**Aim of the exercise**. Beginning with the line containing "Where can the white paper" and ending with the last line, repeat the records exactly.
------------------------------------
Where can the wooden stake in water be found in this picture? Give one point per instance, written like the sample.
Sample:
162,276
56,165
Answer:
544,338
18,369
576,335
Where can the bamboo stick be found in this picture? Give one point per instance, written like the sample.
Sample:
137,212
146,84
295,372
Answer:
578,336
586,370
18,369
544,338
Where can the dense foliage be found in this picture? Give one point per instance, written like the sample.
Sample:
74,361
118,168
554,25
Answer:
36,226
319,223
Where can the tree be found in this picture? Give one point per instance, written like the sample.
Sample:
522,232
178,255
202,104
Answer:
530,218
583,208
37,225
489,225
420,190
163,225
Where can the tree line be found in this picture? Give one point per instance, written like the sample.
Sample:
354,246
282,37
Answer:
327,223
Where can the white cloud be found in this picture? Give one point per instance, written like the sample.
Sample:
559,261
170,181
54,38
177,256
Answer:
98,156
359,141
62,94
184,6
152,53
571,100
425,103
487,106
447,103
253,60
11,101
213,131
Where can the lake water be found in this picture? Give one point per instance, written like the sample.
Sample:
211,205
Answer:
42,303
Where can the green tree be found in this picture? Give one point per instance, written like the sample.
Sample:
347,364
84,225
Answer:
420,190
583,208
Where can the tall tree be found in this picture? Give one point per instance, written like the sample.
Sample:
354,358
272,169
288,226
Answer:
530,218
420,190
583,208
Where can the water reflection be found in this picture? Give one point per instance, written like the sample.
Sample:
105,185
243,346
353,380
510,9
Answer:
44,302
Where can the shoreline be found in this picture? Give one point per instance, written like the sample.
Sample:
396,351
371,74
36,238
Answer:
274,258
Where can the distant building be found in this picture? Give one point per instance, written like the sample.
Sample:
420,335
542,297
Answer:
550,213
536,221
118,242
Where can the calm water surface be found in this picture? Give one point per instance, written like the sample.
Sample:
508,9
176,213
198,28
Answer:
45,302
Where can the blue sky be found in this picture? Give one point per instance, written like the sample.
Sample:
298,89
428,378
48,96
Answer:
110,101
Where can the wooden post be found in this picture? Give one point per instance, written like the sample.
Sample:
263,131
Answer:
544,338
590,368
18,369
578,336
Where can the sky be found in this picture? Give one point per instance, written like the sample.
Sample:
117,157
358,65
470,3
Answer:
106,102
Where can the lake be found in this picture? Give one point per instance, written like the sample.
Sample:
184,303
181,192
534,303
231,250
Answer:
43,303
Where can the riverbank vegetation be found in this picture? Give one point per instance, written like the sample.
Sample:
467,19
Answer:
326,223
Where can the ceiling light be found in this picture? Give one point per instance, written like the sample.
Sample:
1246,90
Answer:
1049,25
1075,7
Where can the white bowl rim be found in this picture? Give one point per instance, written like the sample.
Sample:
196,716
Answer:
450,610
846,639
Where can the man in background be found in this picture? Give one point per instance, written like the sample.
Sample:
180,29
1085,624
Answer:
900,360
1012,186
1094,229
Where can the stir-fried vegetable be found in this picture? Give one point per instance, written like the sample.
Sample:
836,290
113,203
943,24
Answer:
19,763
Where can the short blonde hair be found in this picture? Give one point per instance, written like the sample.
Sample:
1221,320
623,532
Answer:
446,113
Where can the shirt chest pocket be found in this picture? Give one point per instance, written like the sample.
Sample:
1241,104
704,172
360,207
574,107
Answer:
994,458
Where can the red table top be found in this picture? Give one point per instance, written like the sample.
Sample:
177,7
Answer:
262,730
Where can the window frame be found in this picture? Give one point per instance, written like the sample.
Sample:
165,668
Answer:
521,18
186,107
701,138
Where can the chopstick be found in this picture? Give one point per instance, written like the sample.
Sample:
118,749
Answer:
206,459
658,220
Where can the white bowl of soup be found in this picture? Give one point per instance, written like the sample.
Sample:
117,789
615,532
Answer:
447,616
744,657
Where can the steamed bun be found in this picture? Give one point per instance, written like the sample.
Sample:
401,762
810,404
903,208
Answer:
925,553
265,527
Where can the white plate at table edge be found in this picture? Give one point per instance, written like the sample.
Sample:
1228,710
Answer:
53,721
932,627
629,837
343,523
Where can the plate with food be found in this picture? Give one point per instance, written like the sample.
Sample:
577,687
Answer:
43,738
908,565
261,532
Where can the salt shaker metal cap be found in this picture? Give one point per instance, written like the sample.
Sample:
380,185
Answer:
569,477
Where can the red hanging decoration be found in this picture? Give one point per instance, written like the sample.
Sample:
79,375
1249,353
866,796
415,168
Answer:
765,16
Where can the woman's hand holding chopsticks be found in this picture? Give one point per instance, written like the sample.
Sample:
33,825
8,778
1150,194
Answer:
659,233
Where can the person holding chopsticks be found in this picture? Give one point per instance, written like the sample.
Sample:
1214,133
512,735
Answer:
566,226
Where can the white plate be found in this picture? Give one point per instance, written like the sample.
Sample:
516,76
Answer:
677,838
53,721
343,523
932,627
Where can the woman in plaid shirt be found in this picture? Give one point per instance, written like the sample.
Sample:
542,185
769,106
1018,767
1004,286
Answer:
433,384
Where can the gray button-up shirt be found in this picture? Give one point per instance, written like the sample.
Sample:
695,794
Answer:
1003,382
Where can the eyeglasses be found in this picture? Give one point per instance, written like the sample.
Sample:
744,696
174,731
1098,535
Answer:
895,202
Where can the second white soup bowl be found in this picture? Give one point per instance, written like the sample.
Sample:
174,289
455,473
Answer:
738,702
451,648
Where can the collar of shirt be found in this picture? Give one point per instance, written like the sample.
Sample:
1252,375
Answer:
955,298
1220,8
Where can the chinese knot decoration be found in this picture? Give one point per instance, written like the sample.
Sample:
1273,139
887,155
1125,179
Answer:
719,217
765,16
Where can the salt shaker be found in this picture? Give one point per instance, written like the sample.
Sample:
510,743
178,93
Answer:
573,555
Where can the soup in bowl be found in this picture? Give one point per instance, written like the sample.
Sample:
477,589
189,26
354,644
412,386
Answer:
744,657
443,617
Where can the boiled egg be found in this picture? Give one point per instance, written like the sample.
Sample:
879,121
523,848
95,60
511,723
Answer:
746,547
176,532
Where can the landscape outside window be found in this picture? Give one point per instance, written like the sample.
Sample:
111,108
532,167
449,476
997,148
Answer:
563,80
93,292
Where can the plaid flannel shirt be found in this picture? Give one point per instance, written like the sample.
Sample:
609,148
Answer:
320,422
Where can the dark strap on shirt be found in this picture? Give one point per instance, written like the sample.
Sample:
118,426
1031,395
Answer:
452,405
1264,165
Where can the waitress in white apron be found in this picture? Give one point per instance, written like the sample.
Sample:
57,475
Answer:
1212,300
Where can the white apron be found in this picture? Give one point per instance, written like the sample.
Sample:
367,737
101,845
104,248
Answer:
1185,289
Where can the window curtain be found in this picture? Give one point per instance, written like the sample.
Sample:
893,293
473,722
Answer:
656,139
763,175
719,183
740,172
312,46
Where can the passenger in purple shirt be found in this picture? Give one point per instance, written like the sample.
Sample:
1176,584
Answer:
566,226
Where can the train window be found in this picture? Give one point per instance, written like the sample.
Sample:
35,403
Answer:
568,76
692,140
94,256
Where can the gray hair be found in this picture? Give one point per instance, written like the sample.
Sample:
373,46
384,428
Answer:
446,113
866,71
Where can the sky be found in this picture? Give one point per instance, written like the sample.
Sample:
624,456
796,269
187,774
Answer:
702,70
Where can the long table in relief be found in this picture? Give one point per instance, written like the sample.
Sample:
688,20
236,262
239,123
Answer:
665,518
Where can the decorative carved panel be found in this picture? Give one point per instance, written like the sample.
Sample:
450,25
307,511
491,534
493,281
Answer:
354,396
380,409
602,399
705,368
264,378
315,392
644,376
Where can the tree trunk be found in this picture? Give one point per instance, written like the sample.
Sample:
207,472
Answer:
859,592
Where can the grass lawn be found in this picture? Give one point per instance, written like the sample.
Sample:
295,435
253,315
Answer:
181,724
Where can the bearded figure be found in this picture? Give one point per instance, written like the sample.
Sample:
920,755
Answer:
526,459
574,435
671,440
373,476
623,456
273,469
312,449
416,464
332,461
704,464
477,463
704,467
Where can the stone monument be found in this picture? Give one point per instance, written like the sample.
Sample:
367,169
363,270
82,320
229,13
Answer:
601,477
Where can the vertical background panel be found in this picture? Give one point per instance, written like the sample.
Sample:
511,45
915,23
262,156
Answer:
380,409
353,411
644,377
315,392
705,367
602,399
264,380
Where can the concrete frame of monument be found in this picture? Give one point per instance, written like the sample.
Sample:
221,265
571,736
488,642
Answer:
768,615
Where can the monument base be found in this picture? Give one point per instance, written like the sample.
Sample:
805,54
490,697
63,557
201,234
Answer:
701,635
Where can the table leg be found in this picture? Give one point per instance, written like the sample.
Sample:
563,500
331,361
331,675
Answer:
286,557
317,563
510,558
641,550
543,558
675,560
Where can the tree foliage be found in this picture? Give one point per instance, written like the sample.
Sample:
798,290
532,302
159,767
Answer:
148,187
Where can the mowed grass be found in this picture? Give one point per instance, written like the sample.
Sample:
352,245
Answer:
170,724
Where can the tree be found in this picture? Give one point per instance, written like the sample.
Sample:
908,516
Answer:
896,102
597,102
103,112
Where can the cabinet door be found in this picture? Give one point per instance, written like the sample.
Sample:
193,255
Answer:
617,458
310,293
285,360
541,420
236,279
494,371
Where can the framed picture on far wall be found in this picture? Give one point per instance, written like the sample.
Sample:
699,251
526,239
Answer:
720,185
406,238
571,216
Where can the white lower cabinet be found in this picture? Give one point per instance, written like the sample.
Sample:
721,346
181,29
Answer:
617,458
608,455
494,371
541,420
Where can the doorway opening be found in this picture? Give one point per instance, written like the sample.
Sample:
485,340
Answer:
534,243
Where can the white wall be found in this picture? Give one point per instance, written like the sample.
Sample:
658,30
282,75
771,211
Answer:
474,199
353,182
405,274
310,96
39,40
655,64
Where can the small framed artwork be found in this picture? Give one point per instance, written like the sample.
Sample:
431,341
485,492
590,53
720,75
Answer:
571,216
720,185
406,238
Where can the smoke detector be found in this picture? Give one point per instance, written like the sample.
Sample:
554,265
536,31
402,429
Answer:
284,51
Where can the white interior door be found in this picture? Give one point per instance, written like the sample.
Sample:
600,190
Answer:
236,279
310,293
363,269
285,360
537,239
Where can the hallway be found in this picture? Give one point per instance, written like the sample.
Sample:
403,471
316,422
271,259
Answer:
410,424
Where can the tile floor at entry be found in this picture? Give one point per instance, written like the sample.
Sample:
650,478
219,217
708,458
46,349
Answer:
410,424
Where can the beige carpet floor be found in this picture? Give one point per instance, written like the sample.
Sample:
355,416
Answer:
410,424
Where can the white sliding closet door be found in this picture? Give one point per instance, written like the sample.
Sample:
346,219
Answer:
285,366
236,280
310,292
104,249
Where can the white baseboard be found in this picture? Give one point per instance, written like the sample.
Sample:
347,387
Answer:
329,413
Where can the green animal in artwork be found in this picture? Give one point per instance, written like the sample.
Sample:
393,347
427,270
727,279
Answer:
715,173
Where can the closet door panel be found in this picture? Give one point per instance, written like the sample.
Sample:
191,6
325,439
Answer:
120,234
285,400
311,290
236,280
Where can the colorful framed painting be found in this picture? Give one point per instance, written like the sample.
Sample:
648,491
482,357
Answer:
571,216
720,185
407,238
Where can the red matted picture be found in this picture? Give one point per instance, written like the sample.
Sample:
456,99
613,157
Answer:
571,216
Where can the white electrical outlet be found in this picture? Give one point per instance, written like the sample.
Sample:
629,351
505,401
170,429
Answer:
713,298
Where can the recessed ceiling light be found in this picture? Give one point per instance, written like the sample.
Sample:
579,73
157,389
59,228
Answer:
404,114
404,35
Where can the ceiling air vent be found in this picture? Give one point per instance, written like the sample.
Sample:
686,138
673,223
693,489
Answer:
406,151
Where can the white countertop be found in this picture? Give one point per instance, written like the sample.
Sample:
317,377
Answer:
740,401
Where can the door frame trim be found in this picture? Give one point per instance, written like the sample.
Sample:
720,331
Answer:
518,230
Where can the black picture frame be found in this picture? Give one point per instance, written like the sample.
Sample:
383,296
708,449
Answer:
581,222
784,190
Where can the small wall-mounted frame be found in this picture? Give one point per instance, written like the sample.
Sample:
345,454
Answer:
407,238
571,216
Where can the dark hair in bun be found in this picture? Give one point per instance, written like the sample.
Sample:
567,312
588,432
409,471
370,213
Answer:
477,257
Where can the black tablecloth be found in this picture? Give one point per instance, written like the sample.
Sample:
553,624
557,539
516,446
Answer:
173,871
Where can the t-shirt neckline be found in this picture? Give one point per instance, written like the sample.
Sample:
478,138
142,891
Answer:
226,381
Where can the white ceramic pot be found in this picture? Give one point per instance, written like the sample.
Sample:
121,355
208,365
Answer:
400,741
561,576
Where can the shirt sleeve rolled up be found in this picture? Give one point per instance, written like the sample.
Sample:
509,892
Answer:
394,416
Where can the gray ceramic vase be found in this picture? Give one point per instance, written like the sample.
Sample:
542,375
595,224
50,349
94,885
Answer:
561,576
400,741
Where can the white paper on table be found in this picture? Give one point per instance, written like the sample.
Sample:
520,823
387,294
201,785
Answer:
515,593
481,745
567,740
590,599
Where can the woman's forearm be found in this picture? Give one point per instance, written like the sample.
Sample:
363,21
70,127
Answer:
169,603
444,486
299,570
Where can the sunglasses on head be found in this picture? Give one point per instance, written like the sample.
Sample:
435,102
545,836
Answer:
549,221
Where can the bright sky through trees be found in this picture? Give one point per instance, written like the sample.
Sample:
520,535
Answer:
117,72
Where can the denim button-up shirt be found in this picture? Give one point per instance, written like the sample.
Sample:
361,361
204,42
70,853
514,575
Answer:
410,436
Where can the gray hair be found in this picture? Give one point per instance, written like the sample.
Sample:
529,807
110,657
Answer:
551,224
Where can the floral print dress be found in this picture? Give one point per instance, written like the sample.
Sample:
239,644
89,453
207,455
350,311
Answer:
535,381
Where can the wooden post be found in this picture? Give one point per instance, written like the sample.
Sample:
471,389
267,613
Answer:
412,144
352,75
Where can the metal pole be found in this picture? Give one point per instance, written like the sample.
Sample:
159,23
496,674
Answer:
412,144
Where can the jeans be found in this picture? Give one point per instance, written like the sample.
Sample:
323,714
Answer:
------------------------------------
**Expected answer**.
Where can the white paper on table be found in this picture? Give one point per instance, written like the sample.
Sample:
520,823
387,294
201,785
Answer:
515,593
481,745
567,740
590,599
Where can the woman's forearm be found in this picture? Give one point per instance, written like the sample.
Sample:
363,21
70,127
Answer:
169,603
444,486
299,570
Where can the sunglasses on head be found in this picture? Give one point per instance, written like the sample.
Sample:
435,102
545,836
Answer:
549,221
Where can the bright sky through trees be found in this picture? Give one point per instance, written like the sample.
Sample:
520,535
Answer:
117,72
Where can the denim button-up shirt be found in this picture? Give one point per instance, written like the sample.
Sample:
361,361
204,42
70,853
514,575
Answer:
410,436
Where can the gray hair be found in this picture? Give one point per instance, written like the sample.
Sample:
529,807
110,657
Answer:
551,224
Where can the floral print dress be found in this picture? Give one point per instance, written like the sample.
Sample:
239,644
89,453
207,455
350,311
Answer:
535,381
Where can the wooden post be found in this picture? Give one point per instance, written like the sample.
Sample:
471,389
267,613
Answer:
412,144
352,75
Where can the metal pole be found in this picture? Give one point per instance, written like the sample.
Sample:
159,23
496,674
Answer:
412,144
Where can the jeans be found in this picture? Give one point per instance, written like the sample.
Sample:
323,714
Answer:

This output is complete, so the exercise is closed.